To do ->
Retype the material below. Keep every word exactly as it is.

======== Data excerpts ========

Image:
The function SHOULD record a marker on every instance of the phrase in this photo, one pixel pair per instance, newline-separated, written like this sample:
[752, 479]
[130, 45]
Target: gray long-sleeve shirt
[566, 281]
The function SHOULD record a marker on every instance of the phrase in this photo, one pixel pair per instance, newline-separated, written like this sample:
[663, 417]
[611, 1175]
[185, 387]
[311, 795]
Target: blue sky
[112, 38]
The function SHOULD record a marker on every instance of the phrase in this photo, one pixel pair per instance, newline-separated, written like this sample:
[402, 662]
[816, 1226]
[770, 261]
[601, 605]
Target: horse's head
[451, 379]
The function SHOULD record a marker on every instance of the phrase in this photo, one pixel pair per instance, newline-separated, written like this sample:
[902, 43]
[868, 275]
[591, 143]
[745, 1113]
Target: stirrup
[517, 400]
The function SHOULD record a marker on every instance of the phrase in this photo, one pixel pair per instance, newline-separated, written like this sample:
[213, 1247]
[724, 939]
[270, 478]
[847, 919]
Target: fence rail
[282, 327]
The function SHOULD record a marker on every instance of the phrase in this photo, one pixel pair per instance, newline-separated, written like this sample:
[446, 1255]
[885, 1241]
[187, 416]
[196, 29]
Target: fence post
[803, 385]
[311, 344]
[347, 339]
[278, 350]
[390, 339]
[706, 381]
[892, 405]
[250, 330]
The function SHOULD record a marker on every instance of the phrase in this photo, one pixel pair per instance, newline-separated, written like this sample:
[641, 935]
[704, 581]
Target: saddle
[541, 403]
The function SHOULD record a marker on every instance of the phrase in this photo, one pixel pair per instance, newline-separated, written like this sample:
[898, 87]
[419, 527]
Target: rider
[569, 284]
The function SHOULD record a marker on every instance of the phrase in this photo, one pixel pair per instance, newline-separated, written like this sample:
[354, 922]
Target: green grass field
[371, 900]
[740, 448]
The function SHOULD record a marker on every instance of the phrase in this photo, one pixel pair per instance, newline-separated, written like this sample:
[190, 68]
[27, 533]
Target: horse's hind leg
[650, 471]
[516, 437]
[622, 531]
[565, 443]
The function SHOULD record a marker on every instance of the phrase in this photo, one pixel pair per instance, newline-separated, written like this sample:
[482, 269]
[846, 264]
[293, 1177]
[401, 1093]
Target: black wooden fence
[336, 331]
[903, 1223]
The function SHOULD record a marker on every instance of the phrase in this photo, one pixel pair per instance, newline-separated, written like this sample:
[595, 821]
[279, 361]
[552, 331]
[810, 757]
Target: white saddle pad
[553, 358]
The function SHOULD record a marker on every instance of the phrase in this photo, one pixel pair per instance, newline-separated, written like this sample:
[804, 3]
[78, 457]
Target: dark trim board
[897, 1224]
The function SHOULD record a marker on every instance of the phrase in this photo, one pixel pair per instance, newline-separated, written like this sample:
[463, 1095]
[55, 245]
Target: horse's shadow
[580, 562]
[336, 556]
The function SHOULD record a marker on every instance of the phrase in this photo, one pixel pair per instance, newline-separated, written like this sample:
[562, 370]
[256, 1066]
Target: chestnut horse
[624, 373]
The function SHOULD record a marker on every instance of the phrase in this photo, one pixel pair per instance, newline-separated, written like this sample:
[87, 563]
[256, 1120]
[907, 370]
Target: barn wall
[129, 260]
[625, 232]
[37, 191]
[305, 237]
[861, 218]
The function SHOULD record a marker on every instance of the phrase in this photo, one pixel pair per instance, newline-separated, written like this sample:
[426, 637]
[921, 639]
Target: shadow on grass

========

Finished task ->
Image:
The function SHOULD record a marker on every instance of the phrase in this photo, one pixel pair per instance, newline-separated, written like this sample:
[752, 479]
[130, 45]
Target: gray long-sleeve shirt
[566, 281]
The function SHOULD record a marker on every instance of the phrase in this photo, one pixel pair per instance, newline-separated, written like this sample:
[663, 417]
[611, 1175]
[185, 387]
[311, 795]
Target: blue sky
[112, 38]
The function SHOULD record a marker on every instance of the phrase in this photo, one pixel pair per instance, newline-separated, written like this sample:
[402, 662]
[816, 1226]
[770, 261]
[601, 605]
Target: horse's head
[451, 379]
The function SHOULD record a marker on every instance of the phrase in this photo, one pixel pair per instance, newline-separated, written like this sample:
[902, 43]
[868, 275]
[591, 143]
[745, 1113]
Target: stirrup
[517, 400]
The function SHOULD record a marker on every instance of the phrase in this photo, one pixel pair per instance, newline-separated, written like this sample:
[213, 1247]
[724, 939]
[270, 478]
[847, 919]
Target: fence rail
[282, 327]
The function SHOULD record a marker on every instance of the phrase in this photo, one pixel pair per instance, newline-separated, written like this sample:
[446, 1255]
[885, 1241]
[187, 416]
[196, 29]
Target: fence post
[803, 385]
[311, 344]
[347, 339]
[278, 350]
[390, 339]
[706, 381]
[892, 405]
[250, 330]
The function SHOULD record a marker on every instance of the phrase in this photo, one pixel pair per instance, newline-separated, written like this sample:
[641, 935]
[704, 581]
Target: saddle
[541, 403]
The function SHOULD record a marker on every instance of the phrase in this photo, one pixel pair per instance, newline-separated, written like this sample:
[898, 87]
[419, 527]
Target: rider
[569, 284]
The function SHOULD record a marker on every instance of the phrase in this photo, one pixel pair per instance, newline-separated, written like this sample:
[354, 922]
Target: green grass field
[371, 900]
[740, 448]
The function SHOULD record a marker on every instance of the phrase in this photo, one pixel pair per instance, newline-separated, written like this sample:
[190, 68]
[27, 533]
Target: horse's hind leg
[650, 471]
[516, 437]
[622, 531]
[565, 443]
The function SHOULD record a marker on every instance of the phrase in this photo, one pixel pair per instance, newline-separated, written like this sample:
[482, 269]
[846, 264]
[293, 1177]
[401, 1093]
Target: black wooden fence
[336, 331]
[903, 1223]
The function SHOULD record a marker on every instance of the phrase in this photo, one pixel pair per instance, newline-separated, written like this sample:
[595, 821]
[279, 361]
[552, 331]
[810, 757]
Target: white saddle pad
[553, 358]
The function SHOULD record a marker on every instance of the phrase in this photo, one pixel pair per instance, newline-separated, written like this sample:
[804, 3]
[78, 457]
Target: dark trim board
[897, 1224]
The function SHOULD record a marker on every instance of the phrase in this photo, one pixel pair per instance, newline-separated, written like this sample:
[463, 1095]
[55, 245]
Target: horse's shadow
[580, 562]
[336, 556]
The function SHOULD record a marker on every instance of the phrase in this photo, one pixel pair per instance, newline-separated, written like this sample:
[562, 370]
[256, 1066]
Target: chestnut horse
[624, 373]
The function SHOULD record a marker on every instance of the phrase in this photo, one pixel pair per instance, newline-separated, written like this sample:
[87, 563]
[256, 1120]
[907, 370]
Target: barn wall
[129, 260]
[625, 232]
[37, 191]
[305, 237]
[861, 218]
The function SHOULD record a marker on every instance of the phrase in this photo, one pixel pair per instance, newline-separated, written like this sample:
[426, 637]
[921, 639]
Target: shadow on grass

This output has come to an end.